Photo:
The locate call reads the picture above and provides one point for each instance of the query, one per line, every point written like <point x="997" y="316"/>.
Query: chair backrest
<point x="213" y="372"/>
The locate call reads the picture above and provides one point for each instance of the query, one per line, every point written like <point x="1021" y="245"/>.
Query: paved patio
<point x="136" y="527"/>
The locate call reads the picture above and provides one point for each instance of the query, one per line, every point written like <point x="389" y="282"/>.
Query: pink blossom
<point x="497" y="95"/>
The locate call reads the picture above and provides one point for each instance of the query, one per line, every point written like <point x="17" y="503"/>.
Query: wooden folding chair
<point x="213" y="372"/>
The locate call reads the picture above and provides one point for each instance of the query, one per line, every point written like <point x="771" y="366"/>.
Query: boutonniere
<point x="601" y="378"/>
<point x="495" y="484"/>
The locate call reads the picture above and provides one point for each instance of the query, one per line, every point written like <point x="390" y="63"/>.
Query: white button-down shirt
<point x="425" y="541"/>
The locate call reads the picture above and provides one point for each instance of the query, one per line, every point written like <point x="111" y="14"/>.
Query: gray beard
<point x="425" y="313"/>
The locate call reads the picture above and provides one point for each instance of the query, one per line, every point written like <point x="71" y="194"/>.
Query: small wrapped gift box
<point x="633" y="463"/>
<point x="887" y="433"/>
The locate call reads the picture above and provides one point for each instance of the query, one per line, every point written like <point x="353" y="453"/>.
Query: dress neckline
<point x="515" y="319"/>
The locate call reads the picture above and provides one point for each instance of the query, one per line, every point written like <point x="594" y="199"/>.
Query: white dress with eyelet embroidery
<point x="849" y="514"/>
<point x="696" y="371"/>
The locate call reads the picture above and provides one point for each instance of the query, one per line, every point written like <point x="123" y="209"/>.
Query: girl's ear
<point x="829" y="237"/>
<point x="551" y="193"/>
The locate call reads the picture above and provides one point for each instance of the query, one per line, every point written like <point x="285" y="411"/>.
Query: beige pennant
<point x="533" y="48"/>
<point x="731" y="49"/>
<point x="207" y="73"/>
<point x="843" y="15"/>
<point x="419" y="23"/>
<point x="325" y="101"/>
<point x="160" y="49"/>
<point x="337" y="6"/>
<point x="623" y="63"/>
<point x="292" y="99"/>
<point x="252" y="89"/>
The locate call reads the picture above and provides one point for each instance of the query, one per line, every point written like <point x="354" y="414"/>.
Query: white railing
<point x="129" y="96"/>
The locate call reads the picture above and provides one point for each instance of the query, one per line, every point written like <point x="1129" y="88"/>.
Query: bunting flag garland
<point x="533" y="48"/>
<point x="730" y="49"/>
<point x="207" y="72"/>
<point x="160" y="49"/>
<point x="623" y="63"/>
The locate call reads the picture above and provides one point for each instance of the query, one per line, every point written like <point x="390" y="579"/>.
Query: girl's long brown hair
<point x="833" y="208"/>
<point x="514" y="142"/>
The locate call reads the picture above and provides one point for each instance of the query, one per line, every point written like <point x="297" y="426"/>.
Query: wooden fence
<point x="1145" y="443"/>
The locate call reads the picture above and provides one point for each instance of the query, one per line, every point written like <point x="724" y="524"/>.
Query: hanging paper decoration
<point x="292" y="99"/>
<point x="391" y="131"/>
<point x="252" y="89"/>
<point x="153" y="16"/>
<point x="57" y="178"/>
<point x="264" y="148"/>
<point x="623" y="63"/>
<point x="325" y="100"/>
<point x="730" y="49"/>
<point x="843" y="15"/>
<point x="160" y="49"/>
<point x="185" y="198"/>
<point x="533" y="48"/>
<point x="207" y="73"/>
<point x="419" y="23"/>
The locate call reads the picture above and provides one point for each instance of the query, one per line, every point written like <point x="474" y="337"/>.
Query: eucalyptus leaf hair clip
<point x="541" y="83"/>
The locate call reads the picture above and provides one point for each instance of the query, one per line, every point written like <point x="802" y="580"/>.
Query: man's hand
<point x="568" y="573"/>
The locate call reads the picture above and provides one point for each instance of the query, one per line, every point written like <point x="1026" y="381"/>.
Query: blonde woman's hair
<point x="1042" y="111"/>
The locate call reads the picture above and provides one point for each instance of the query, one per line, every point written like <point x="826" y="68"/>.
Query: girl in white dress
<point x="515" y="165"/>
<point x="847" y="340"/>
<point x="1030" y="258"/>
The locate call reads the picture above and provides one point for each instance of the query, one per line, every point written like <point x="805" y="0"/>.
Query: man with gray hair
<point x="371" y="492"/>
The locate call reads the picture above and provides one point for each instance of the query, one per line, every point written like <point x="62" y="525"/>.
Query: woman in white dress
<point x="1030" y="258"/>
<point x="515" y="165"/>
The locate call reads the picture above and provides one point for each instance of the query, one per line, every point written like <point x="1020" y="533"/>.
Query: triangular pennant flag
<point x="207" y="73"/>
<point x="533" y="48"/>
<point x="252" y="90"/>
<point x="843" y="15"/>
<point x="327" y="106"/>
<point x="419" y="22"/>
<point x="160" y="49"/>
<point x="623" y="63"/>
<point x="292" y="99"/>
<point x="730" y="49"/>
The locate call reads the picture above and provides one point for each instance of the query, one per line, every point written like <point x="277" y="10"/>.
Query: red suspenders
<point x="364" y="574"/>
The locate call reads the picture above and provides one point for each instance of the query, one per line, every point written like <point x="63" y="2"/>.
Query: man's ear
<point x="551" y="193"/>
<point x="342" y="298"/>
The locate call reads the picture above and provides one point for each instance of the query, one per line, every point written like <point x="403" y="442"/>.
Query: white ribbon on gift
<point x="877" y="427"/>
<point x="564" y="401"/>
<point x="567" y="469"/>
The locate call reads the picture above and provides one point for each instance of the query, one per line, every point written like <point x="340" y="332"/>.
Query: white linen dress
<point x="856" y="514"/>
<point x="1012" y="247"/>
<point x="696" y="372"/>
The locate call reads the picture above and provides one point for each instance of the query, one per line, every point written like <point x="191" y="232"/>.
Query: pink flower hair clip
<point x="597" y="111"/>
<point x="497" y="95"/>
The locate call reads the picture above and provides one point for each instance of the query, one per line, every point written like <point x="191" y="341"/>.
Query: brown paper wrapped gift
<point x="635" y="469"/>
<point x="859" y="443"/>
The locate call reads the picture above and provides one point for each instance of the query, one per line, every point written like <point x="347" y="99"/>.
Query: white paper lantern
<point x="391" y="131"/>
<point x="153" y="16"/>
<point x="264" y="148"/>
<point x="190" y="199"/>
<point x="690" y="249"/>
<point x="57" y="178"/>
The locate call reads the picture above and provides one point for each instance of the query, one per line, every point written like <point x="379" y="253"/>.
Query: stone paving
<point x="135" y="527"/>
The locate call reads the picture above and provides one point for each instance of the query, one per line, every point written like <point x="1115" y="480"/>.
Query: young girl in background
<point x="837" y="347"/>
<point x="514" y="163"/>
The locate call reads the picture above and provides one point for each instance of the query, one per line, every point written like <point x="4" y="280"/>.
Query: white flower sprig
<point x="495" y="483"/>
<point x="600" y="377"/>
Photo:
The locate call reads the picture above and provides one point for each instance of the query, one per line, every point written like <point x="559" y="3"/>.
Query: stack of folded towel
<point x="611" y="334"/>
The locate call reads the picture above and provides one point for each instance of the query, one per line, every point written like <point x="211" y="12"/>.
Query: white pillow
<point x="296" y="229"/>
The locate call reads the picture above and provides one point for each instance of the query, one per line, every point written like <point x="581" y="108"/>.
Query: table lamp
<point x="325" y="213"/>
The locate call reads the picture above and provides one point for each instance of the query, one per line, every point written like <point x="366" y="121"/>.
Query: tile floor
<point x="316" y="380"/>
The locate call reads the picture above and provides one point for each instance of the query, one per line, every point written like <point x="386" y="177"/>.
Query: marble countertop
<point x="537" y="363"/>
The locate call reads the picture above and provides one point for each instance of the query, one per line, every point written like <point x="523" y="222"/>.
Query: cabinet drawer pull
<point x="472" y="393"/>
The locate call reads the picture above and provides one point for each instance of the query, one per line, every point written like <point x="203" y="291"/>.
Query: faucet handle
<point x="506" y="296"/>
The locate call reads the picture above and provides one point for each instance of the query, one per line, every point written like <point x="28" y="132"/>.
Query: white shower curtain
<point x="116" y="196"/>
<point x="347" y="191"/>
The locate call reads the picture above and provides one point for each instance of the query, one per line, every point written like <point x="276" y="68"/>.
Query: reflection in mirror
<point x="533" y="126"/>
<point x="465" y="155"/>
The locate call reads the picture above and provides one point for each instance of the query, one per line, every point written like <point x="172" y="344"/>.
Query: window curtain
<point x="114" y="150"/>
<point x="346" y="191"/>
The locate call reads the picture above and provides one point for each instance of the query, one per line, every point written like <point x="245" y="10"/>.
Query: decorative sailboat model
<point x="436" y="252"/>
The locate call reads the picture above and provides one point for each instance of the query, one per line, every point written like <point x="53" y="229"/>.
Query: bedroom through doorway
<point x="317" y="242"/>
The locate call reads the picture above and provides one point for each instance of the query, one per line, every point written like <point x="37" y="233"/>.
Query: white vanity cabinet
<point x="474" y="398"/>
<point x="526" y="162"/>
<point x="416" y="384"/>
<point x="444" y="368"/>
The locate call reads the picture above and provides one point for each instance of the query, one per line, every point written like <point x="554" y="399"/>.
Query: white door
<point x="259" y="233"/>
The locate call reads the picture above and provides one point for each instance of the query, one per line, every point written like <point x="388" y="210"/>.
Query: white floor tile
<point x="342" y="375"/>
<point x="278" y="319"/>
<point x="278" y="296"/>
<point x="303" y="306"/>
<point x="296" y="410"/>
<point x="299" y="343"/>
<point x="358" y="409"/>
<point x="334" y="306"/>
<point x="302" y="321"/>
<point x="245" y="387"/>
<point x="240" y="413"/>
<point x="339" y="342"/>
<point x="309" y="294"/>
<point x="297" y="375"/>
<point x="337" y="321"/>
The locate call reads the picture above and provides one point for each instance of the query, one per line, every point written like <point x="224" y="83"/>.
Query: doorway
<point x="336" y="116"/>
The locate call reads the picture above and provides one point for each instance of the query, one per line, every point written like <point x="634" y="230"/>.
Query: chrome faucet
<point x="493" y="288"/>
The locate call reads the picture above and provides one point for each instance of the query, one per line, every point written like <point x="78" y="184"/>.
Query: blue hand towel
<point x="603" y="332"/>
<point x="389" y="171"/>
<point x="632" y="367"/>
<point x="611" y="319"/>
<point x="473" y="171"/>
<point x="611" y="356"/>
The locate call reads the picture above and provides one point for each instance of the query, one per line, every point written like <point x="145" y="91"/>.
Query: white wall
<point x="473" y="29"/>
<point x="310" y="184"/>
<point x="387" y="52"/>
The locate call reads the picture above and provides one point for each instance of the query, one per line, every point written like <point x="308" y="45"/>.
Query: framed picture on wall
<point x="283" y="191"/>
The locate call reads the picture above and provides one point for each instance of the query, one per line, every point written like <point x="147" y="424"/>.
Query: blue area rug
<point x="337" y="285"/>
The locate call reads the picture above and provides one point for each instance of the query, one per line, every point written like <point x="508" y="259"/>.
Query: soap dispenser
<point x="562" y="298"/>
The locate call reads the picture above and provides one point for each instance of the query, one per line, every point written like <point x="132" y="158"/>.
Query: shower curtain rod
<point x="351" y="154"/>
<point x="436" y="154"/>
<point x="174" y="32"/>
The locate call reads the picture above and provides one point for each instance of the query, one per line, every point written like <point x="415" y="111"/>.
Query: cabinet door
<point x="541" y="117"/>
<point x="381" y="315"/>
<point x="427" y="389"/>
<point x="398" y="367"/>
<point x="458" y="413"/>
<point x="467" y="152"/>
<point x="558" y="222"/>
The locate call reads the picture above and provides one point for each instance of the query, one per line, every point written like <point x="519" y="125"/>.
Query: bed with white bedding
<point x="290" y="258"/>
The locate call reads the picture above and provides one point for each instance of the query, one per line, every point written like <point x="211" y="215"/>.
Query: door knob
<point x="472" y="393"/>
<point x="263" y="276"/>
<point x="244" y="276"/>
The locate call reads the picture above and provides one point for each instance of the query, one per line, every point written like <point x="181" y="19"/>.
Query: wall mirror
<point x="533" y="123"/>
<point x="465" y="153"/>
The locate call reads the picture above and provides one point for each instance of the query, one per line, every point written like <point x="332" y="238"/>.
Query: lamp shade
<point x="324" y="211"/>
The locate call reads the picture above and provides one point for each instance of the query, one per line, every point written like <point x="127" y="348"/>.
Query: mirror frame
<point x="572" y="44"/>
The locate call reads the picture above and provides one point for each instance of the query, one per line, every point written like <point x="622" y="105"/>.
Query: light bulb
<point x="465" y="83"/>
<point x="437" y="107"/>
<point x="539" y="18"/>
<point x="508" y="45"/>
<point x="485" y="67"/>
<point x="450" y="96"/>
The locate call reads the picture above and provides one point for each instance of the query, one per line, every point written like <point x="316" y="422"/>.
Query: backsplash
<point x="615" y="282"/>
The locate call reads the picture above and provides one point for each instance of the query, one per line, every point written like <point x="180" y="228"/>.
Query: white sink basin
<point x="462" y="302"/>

======

Your objective:
Count the lines in the rows above that contain the word "wrapped". Give only the number.

The result:
2